The intellect of ordinary people, which investigates ultimate reality, cannot refute in a single stroke all four conceptual extremes. But by refuting these four extremes one after the other and by meditating properly, one reaches the path of seeing. This is called the view that sees the dharmadatu.

To analyze the extremes of existence and non-existence, Ju Mipham advises students to contemplate and establish the lack of inherent existence and then contemplate the extreme of non-existence. In contemplating step by step and enumerating the conceptual extremes, a student progresses toward the ultimate. When all extremes have been analyzed, they reach the non-enumerative (true) ultimate.

The problem: Continue the passage on Ju Mipham's approach to the conceptual extremes, starting after its last sentence. The data that comes next has no connection to the text on refuting conceptual extremes.

Information provided:
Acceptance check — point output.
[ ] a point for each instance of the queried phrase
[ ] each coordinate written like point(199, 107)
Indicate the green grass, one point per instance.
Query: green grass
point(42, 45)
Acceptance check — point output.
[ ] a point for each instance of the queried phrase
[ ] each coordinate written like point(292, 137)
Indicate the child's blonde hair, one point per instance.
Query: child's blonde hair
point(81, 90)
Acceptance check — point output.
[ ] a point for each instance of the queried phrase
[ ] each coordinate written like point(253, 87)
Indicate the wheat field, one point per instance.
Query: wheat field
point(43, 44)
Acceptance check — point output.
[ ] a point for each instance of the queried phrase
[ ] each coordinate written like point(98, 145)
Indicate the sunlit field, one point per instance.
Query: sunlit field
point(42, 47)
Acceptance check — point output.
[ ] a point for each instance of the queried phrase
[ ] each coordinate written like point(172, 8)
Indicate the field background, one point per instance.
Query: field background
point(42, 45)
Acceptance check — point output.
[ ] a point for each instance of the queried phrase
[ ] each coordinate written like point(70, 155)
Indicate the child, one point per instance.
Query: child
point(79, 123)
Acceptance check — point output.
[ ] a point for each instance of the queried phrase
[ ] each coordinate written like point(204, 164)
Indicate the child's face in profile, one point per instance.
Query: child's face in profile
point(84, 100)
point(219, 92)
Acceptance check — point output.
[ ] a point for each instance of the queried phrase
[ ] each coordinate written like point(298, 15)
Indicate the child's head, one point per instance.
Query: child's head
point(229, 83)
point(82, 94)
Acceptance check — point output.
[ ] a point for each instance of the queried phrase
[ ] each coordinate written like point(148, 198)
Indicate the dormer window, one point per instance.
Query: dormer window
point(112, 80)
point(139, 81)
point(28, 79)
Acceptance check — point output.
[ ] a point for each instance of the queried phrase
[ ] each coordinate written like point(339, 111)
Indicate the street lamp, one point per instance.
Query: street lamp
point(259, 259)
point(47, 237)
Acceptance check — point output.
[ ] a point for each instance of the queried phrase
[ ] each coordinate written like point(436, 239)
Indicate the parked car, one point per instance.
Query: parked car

Response below:
===Fifth===
In the fifth assertion, analysis of objects with respect to approximate (enumerated) ultimates does not create a problem of true establishment. A distinction can be made when analyzing for each case, including the two approaches to cognition (one for the conventional domain and the other to analyze for ultimacy) which are his additions to the Pramana tradition of valid cognition. Mipham uses this demonstration in his commentary to point out a problem with Je Tsongkhapa's approach of negating the predicate of "true establishment" instead of the object of perception, which is avoided in Śāntarakṣita's approach. Mipham also notes that many Prasaṅgika writers (similar to their Svatantrika counterparts) made positive assertions to move students closer to the ultimate view, pointing out that the distinction between Prasangika and Svatantrika lies in how students are taught about conventionalities and not in the consideration of ultimate truth. He concludes that Je Tsongkhapa, in making a distinction based on true establishment, proposes a Svatantrika rather than a Prasangika approach.